### Document passage

From development environments to continuous integration—the ultimate guide to software development with Guix
Guix is a handy tool for developers; guix shell
,
in particular, gives a standalone development environment for your
package, no matter what language(s) it’s written in. To benefit from
it, you have to initially write a package definition and have it either
in Guix proper, in a channel, or directly upstream as a guix.scm
file.
This last option is appealing: all developers have to do to get set up
is clone the project's repository and run guix shell
, with no
arguments—we looked at the rationale for guix shell
in an earlier
article.
Development needs go beyond development environments though. How can developers perform continuous integration of their code in Guix build environments? How can they deliver their code straight to adventurous users? This post describes a set of files developers can add to their repository to set up Guix-based development environments, continuous integration, and continuous delivery—all at once.
Update: Check out the Cookbook for an up-to-date and translated version of this tutorial!
Getting started
How do we go about “Guixifying” a repository? The first step, as we’ve
seen, will be to add a guix.scm
at the root of the repository in
question. We’ll take Guile
as an example in this post: it’s written in Scheme (mostly) and C, and
has a number of dependencies—a C compilation tool chain, C libraries,
Autoconf and its friends, LaTeX, and so on. The resulting guix.scm
looks like the usual package
definition,
just without the define-public
bit:
;; The ‘guix.scm’ file for Guile, for use by ‘guix shell’.
(use-modules (guix)
(guix build-system gnu)
((guix licenses) #:prefix license:)
(gnu packages autotools)
(gnu packages base)
(gnu packages bash)
(gnu packages bdw-gc)
(gnu packages compression)

######
### Data section

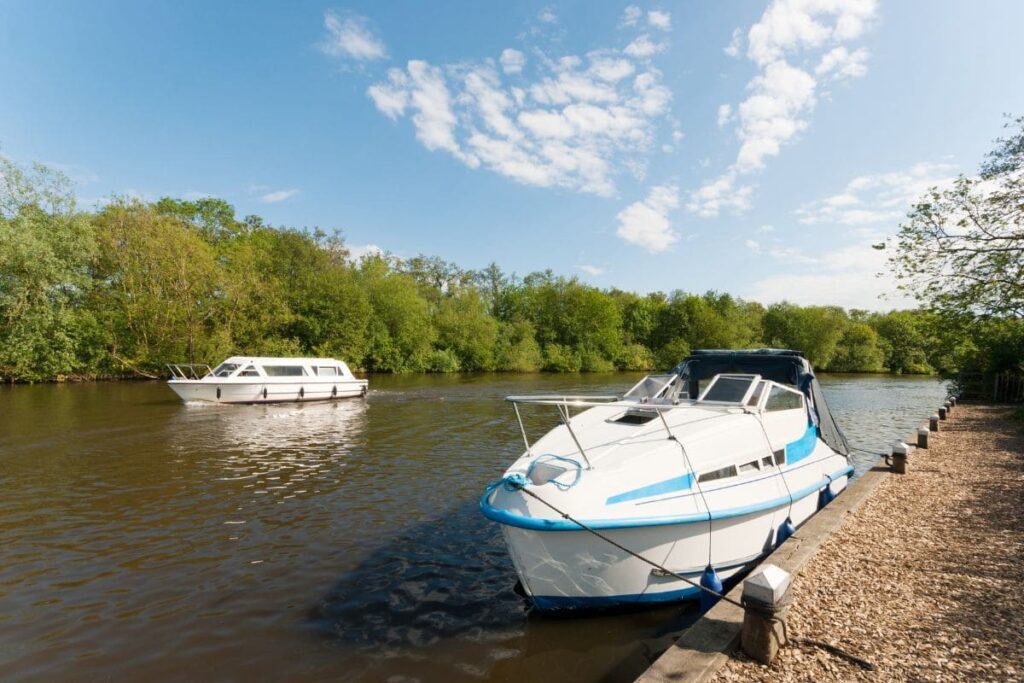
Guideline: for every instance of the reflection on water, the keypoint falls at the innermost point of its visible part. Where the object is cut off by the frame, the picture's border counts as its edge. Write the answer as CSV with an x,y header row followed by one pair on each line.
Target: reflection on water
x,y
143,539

######

* **Objective A**:
Reproduce everything in the Guix development guide from "Development needs go" down to "delivery—all at once.".
* **Objective B**:
According to the Guix development guide, where can an up-to-date and translated version of the tutorial be found?

* **Written solution A**:
Development needs go beyond development environments though. How can developers perform continuous integration of their code in Guix build environments? How can they deliver their code straight to adventurous users? This post describes a set of files developers can add to their repository to set up Guix-based development environments, continuous integration, and continuous delivery—all at once.

* **Written solution B**:
In the Cookbook.